• Exercise details
Print all the records exactly, please.

• Records for processing
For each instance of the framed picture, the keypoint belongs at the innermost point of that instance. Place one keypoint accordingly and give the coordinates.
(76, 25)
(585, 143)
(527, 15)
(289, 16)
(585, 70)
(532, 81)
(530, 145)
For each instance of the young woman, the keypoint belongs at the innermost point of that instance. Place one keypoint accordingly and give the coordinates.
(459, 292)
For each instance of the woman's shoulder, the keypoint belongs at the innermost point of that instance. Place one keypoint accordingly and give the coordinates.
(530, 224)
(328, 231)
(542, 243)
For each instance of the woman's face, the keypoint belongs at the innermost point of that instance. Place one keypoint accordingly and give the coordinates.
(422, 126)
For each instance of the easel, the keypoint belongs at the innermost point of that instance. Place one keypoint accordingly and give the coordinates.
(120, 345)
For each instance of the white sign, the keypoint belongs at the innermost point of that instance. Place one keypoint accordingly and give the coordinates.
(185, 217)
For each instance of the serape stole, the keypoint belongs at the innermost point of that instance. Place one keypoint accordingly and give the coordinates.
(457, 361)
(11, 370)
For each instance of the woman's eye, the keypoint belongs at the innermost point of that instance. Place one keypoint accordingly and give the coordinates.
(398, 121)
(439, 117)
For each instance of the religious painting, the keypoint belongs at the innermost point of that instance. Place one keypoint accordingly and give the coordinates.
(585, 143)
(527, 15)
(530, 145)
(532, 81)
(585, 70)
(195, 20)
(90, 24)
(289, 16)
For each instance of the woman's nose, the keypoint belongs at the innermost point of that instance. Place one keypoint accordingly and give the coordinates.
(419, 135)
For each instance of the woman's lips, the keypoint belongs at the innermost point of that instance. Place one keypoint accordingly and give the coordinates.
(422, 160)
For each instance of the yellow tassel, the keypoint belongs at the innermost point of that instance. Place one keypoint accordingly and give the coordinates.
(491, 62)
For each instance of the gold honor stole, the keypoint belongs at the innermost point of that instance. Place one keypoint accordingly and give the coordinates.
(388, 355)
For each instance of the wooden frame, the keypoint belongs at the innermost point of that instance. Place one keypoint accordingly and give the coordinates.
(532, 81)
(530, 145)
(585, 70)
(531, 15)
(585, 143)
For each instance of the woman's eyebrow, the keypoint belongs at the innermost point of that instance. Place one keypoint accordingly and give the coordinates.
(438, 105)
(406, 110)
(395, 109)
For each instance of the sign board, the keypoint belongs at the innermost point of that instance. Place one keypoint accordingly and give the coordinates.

• Solution for this exercise
For each instance of the framed picture, the keypoint belongs at the innermost point of that instance. Place one keypoint accordingly and give the coordinates.
(76, 25)
(585, 143)
(527, 15)
(289, 16)
(585, 70)
(532, 81)
(530, 145)
For each instance of the young woman, the keypoint belongs at the innermost point of that instance. Place one keypoint accordingly and give the coordinates.
(459, 292)
For each instance of the woman's shoulder, the keypoint belongs at the innermost point of that instance. Place one keypoint accordingly and give the coordinates.
(530, 224)
(328, 231)
(542, 243)
For each instance of the woman's face, the keypoint belongs at the innermost point of that instance. Place one keypoint accordingly and give the coordinates.
(422, 126)
For each instance of the easel, the keypoint belongs at the innermost point of that instance. Place one keypoint accordingly and give the coordinates.
(120, 345)
For each instance of the white sign, the keypoint belongs at the innermost point of that instance. Place one keypoint accordingly and give the coordinates.
(185, 217)
For each instance of the serape stole, the keypoint belongs at the innermost point of that instance. Place one keypoint accordingly and give the coordinates.
(457, 361)
(11, 370)
For each instance of the woman's eye, the keypoint belongs at the innermost point of that instance. Place one keypoint accordingly and give the coordinates.
(398, 121)
(439, 117)
For each instance of the religious painting, the keypoint belongs at the innermost point of that instance. Place one keypoint accordingly and give the coordinates.
(585, 143)
(527, 15)
(530, 145)
(532, 81)
(585, 70)
(195, 20)
(90, 24)
(289, 16)
For each instance of the woman's nose, the keypoint belongs at the innermost point of that instance. Place one keypoint accordingly and give the coordinates.
(419, 135)
For each instance of the woman's lips, the keypoint belongs at the innermost point of that instance. Place one keypoint accordingly and give the coordinates.
(422, 160)
For each instance of the yellow tassel, the keypoint belongs at the innermost point of that instance. Place one keypoint accordingly and give the coordinates.
(491, 62)
For each instance of the gold honor stole, the keypoint belongs at the innermost point of that instance. Place one keypoint accordingly and give the coordinates.
(388, 355)
For each instance of the wooden frame, the keypoint belongs at the innermost point of that instance. Place one keypoint accordingly and give the coordinates.
(532, 81)
(530, 145)
(585, 70)
(531, 15)
(585, 143)
For each instance of the woman's eyebrow, the keypoint belongs at the innermost point of that instance. Place one keypoint accordingly and give the coordinates.
(438, 105)
(406, 110)
(395, 109)
For each instance of the sign board, the keypoint belongs at the innermost point of that instance. Place one keypoint accordingly and give the coordinates.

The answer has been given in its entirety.